━━━━━ Auszug

Aus Sicht eines Wissenschaftlers und Bloggers kann er in Kapitel 3 einen detaillierten Einblick in die Blogosphäre geben, indem er ausführlich über Merkmale und Typen von Weblogs referiert. Was als Vertiefung der Thematik geplant ist, mag für Neueinsteiger sinnvoll sein. Kennern der Weblog-Szene liefert Armborst hier jedoch keine neuen Erkenntnisse. Dafür setzt er sich im vierten Kapitel mit der entscheidenden Frage auseinander: Ist Bloggen Journalismus?
Ist Bloggen Journalismus?
Diese Frage wird in der Literatur oft als irrelevant etikettiert, weil sie auf falschen Prämissen beruht. Nur wenige Weblogger haben überhaupt den Anspruch, Journalisten zu sein. Armborst geht es folgerichtig auch nicht darum, eine eindeutige Antwort zu finden, sondern die Motivationen der Blogger aufzuspüren. Seine Frage, ob diese Motivationen einen journalistischen Hintergrund haben, hält der Autor für berechtigt. Seine Antwort überrascht nicht: Er sieht Weblogger als Kritiker und Konkurrenten der Medien, aber auch als Bereicherung.

━━━━━━━━━━
━━━━━ Einträge

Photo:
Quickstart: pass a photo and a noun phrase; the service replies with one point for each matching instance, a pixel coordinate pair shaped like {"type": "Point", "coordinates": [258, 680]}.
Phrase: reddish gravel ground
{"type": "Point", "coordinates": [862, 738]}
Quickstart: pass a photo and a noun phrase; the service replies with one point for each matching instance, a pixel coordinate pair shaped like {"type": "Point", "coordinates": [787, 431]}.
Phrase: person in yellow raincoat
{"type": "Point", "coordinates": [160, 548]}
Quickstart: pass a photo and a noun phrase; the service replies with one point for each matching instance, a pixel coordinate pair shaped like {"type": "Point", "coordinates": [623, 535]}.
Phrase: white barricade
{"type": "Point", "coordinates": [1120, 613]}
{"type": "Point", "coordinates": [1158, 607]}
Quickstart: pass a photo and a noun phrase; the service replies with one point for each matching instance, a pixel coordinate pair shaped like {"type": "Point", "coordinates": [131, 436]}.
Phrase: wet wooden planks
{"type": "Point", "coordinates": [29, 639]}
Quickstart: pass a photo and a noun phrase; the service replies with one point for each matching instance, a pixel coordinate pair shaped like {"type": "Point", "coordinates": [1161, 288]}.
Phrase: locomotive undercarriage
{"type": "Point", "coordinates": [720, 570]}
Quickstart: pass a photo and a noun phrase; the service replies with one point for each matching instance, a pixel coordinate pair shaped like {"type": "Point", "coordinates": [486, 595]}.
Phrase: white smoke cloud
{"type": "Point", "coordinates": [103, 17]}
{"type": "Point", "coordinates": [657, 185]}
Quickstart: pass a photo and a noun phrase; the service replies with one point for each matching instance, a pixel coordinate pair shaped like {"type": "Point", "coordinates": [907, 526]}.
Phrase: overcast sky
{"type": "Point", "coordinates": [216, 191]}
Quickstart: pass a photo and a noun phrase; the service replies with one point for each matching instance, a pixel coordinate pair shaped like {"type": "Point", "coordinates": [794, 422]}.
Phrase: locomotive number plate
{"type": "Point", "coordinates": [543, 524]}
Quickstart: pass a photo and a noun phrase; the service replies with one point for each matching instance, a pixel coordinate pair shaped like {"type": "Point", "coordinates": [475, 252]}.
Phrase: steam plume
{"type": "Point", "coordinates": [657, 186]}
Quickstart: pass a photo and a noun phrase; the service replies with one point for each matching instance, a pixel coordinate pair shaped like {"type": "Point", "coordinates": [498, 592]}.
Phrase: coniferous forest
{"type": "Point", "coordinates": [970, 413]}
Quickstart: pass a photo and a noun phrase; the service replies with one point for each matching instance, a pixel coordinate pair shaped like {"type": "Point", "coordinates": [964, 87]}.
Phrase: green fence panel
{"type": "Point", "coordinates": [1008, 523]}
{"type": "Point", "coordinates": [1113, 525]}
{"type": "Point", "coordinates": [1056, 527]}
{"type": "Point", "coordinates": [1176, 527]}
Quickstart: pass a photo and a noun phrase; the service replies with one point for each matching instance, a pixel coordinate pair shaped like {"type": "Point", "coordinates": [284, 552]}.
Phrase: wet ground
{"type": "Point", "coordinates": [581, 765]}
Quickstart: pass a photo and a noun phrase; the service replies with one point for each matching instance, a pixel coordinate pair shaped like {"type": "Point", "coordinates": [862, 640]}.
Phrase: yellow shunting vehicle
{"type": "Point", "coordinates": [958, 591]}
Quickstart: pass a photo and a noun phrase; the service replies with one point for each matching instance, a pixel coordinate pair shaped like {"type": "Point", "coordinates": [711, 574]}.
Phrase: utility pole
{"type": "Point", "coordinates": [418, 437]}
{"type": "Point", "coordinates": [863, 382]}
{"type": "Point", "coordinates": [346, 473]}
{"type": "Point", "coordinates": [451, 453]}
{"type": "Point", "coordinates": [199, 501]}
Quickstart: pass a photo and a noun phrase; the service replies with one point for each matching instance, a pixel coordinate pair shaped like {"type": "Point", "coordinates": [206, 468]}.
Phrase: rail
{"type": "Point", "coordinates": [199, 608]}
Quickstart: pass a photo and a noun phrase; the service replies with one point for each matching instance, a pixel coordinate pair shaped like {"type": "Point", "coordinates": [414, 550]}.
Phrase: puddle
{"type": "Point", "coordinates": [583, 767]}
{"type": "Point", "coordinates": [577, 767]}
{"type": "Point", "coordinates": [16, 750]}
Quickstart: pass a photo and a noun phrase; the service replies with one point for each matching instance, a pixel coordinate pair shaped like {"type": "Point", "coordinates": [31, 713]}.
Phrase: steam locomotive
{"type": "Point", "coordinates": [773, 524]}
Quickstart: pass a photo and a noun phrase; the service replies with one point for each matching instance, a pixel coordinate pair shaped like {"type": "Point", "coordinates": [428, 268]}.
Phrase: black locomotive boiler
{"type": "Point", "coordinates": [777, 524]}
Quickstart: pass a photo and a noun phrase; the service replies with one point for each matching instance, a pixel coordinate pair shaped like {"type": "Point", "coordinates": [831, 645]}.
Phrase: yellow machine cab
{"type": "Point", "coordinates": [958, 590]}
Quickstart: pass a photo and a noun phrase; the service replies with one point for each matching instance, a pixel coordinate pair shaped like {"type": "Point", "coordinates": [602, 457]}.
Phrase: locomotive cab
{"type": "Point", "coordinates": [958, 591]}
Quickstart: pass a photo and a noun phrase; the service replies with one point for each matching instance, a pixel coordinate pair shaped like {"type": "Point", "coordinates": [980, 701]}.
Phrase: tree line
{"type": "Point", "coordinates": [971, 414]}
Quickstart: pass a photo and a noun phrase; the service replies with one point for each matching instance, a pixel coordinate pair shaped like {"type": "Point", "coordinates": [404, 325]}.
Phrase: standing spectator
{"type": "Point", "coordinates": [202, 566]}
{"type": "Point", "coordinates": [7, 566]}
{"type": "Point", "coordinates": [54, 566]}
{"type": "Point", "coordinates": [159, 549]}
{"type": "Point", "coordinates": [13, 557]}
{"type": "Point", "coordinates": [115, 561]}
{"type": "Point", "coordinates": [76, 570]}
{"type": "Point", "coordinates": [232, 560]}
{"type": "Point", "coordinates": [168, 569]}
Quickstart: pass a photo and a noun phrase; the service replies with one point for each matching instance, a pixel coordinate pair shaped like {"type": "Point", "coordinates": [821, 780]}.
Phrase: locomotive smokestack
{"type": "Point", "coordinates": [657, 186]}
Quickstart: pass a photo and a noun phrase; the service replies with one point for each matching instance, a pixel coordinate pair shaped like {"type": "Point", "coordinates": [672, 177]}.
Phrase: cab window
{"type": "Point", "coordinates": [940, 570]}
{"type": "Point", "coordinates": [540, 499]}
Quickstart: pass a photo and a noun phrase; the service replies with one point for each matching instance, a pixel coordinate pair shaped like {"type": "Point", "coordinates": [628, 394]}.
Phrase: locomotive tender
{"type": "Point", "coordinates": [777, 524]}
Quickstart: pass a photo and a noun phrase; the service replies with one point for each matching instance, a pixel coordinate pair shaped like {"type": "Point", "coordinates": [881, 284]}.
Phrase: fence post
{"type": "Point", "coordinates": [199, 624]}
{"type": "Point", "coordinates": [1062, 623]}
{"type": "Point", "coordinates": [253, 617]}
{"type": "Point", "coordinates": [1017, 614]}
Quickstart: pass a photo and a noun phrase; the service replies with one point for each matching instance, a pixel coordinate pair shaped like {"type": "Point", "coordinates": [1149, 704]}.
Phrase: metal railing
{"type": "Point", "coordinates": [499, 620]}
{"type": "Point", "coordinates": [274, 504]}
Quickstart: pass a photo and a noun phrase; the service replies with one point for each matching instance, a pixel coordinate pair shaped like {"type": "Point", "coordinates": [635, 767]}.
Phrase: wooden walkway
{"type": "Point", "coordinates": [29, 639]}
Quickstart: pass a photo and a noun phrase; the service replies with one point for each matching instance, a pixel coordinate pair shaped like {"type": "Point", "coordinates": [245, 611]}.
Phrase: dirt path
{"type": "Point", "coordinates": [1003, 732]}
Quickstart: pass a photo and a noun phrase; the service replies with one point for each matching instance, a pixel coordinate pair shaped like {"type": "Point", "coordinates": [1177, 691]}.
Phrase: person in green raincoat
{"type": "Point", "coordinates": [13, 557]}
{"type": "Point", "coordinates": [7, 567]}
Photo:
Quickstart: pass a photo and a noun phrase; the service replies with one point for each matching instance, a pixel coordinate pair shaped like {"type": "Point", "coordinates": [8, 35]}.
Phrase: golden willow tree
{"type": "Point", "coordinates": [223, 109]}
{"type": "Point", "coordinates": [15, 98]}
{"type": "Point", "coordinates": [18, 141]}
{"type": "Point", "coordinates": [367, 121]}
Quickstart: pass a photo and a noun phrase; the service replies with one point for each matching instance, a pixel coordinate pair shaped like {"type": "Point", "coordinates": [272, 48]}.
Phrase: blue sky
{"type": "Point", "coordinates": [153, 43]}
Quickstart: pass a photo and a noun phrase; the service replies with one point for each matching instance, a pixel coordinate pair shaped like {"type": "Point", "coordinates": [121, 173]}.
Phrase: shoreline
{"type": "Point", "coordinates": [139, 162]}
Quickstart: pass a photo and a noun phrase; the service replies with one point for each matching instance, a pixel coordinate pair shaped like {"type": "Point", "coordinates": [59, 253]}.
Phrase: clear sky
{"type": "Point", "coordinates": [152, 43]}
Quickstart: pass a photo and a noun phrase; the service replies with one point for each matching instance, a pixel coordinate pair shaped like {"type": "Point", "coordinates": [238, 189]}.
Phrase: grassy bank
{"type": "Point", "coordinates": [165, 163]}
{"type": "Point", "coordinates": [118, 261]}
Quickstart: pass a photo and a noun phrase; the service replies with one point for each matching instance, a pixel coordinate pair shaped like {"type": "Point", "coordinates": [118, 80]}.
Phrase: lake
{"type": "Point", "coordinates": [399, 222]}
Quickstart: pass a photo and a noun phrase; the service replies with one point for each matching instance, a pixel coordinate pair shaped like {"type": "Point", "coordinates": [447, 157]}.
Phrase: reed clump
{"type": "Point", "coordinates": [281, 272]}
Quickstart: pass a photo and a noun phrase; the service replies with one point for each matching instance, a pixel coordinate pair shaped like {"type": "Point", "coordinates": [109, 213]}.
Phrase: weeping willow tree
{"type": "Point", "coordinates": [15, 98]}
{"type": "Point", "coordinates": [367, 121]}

━━━━━━━━━━

Arbeitsaufträge:
A) Beantworten Sie die folgenden Fragen zum Auszug:
(i) In welchem Kapitel setzt sich Armborst mit der Frage auseinander, ob Bloggen Journalismus ist?
(ii) Weshalb wird diese Frage in der Literatur oft als irrelevant etikettiert?
(iii) Als was sieht Armborst Weblogger?
B) Prüfen Sie bitte, ob die folgenden Aussagen mit dem Auszug übereinstimmen, und belegen Sie jede Entscheidung mit einem wörtlichen Zitat:
(i) Kapitel 3 liefert Kennern der Weblog-Szene neue Erkenntnisse.
(ii) Armborst möchte eine eindeutige Antwort auf die Frage finden, ob Bloggen Journalismus ist.
(iii) Nur wenige Weblogger haben den Anspruch, Journalisten zu sein.

Erwartete Antworten:
A)
(i) Im vierten Kapitel.
(ii) Weil sie auf falschen Prämissen beruht.
(iii) Als Kritiker und Konkurrenten der Medien, aber auch als Bereicherung.

B)
(i) Nein: „Kennern der Weblog-Szene liefert Armborst hier jedoch keine neuen Erkenntnisse.“
(ii) Nein: „Armborst geht es folgerichtig auch nicht darum, eine eindeutige Antwort zu finden“
(iii) Ja: „Nur wenige Weblogger haben überhaupt den Anspruch, Journalisten zu sein.“